_Short exercise_
Please copy the entries below from their start through the line containing "<point>322,266</point>", requests included, and shift every coordinate in the answers by adding 55 to it.

>> start Data lines

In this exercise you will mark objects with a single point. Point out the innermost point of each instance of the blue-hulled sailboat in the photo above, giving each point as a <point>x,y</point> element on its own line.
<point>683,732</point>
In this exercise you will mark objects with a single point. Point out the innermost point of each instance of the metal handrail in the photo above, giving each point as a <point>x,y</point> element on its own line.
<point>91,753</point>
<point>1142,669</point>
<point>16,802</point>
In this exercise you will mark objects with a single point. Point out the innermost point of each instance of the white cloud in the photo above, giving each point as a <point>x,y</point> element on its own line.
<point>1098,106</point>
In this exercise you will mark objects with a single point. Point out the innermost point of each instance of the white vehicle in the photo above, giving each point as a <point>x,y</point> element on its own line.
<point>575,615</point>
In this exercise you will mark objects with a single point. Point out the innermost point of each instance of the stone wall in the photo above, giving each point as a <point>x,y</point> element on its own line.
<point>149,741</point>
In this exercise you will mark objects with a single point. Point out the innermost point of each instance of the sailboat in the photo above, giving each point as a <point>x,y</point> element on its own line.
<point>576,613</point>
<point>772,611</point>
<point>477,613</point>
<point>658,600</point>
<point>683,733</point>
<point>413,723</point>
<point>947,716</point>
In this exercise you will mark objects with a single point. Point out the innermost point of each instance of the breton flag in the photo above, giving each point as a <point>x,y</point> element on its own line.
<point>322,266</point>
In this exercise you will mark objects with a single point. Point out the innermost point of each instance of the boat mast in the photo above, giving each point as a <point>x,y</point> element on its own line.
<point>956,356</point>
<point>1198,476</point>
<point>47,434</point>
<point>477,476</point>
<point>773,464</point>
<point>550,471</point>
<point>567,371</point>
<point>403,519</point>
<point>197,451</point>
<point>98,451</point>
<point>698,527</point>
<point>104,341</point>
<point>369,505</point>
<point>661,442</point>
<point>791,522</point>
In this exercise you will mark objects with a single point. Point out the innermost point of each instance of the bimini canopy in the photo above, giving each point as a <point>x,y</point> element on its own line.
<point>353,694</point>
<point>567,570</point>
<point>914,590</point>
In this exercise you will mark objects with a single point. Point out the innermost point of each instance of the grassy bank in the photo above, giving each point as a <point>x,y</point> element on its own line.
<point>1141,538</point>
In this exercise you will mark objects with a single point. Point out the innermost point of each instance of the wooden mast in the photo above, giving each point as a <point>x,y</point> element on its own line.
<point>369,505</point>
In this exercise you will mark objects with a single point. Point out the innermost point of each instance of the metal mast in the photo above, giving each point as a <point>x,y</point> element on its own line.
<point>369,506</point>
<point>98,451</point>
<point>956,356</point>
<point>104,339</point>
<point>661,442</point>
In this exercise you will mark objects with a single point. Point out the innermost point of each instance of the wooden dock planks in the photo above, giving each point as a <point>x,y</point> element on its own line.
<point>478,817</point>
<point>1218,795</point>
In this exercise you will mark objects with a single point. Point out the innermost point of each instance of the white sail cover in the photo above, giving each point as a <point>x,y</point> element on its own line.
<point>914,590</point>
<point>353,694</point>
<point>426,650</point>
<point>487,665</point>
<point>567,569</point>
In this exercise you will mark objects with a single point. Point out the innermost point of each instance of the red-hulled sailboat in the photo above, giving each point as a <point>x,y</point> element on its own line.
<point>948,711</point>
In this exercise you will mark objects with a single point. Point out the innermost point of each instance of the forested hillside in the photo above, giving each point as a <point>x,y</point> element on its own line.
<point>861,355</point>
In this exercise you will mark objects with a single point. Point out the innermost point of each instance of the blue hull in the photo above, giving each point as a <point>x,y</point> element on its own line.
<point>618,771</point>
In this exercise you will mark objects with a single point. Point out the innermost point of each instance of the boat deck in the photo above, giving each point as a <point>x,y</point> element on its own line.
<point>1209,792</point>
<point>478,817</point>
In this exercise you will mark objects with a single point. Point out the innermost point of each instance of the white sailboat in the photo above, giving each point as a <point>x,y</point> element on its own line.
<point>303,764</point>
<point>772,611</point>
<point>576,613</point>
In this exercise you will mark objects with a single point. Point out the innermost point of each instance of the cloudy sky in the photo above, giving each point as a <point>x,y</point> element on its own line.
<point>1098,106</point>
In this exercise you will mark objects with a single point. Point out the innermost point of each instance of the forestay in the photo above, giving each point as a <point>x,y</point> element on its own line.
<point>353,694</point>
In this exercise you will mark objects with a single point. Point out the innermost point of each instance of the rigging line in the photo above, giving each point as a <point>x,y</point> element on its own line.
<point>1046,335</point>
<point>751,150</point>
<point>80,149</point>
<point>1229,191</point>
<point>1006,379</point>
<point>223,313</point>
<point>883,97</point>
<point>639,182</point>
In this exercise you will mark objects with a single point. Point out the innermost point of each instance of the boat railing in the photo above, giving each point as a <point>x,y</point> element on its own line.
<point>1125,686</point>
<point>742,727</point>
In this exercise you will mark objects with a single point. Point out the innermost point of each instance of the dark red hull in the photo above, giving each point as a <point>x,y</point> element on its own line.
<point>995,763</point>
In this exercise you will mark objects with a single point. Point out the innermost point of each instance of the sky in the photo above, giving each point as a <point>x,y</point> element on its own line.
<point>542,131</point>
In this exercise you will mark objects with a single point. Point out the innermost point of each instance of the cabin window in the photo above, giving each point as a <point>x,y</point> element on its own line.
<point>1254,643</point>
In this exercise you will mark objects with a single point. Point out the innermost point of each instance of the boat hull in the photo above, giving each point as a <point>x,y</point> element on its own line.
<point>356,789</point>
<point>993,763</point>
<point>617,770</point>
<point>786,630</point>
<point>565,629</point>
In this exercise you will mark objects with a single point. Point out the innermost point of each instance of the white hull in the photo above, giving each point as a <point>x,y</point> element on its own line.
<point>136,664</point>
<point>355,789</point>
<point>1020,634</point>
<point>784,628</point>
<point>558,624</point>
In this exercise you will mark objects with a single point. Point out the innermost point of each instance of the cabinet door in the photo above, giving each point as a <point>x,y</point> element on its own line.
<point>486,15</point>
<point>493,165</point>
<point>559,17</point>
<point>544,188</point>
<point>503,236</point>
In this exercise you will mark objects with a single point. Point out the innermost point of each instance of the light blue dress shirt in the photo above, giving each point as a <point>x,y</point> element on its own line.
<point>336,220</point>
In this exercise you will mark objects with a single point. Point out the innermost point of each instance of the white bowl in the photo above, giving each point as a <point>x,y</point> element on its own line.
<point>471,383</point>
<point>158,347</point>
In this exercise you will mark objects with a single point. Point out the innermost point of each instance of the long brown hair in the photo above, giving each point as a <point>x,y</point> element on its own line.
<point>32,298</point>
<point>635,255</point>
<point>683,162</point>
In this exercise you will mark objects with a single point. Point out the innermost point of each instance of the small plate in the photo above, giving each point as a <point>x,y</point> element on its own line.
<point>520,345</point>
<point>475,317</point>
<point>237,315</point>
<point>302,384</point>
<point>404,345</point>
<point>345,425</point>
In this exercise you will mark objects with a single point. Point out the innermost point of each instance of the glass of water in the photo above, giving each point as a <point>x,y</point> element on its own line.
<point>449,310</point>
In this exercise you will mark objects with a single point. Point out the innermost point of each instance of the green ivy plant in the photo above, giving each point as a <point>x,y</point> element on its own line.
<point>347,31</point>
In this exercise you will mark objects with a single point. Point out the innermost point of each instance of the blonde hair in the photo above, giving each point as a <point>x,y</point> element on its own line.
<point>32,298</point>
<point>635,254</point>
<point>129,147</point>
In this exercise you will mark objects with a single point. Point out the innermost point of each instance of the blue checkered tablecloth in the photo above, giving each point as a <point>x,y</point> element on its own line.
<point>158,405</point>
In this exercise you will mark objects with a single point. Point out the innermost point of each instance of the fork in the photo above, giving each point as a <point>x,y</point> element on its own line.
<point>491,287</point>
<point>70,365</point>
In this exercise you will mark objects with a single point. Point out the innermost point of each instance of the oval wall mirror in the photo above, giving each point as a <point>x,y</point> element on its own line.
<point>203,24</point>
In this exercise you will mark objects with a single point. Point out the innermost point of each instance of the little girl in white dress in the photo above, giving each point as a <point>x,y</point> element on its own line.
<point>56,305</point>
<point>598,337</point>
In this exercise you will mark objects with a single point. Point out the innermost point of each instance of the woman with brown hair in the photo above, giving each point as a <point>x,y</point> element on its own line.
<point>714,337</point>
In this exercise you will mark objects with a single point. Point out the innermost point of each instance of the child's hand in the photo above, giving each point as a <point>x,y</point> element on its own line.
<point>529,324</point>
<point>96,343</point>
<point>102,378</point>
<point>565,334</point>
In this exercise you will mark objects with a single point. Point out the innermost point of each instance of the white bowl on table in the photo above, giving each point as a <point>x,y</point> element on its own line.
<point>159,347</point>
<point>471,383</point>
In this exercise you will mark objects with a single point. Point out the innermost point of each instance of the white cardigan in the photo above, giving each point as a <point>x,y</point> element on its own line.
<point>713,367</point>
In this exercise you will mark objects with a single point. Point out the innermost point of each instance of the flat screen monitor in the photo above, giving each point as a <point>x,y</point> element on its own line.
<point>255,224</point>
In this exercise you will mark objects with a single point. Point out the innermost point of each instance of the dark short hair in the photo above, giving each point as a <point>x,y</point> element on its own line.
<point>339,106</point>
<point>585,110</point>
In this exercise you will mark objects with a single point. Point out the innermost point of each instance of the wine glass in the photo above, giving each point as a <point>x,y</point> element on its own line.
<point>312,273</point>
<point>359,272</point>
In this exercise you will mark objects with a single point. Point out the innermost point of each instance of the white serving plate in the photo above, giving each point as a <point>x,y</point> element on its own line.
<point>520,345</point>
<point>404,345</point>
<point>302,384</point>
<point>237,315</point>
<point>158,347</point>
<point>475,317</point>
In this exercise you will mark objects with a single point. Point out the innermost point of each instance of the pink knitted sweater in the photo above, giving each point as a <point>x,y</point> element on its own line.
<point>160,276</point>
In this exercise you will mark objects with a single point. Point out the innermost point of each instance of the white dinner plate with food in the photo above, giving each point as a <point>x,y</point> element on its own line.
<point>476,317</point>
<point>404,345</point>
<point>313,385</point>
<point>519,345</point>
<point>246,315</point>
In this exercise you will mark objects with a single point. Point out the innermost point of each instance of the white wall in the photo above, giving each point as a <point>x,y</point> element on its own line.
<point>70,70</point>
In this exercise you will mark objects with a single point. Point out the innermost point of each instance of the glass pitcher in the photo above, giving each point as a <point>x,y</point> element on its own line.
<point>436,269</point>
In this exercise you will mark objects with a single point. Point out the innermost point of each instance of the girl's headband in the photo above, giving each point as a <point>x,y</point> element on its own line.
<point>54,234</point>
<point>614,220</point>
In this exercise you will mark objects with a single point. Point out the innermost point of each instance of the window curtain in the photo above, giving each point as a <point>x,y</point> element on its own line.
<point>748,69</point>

>> end Data lines

_Correct result_
In this exercise you will mark objects with a single point. Point out the innermost point of each instance of the blue-hulled sailboat in the photo above, giving each point as a <point>x,y</point> element on its own line.
<point>738,787</point>
In this exercise you will mark objects with a single point. Point out the innermost point of each instance of the metal handrail in the photo above, giving each point as a <point>x,y</point> element on its own line.
<point>146,808</point>
<point>1197,724</point>
<point>71,857</point>
In this exercise you will mark objects with a single point. Point out the innermost point of each instance of the white cloud in the photo above, giving each point as a <point>x,y</point> element on its own line.
<point>1153,161</point>
In this exercise you will mark objects with a single point. Point out the innermost point of each instance of the white vehicle in the photo above, giving each point as a <point>x,y</point> element on its own line.
<point>630,670</point>
In this exercise you will mark objects with a single point. Point out the innermost point of each instance of the stone wall in the photo above, giving each point as a <point>x,y</point> element on its own line.
<point>204,796</point>
In this exercise you will mark objects with a single point. Point out the innermost point of each instance of the sailboat in the photo above, giving each point as a <point>x,y</point> element on its own line.
<point>631,668</point>
<point>827,666</point>
<point>532,668</point>
<point>713,655</point>
<point>738,788</point>
<point>468,778</point>
<point>1002,771</point>
In this exercise you will mark objects with a single point. Point out the innermost point of each instance of the breton flag in the photo above, giving each point as a <point>x,y</point> element on its own line.
<point>377,321</point>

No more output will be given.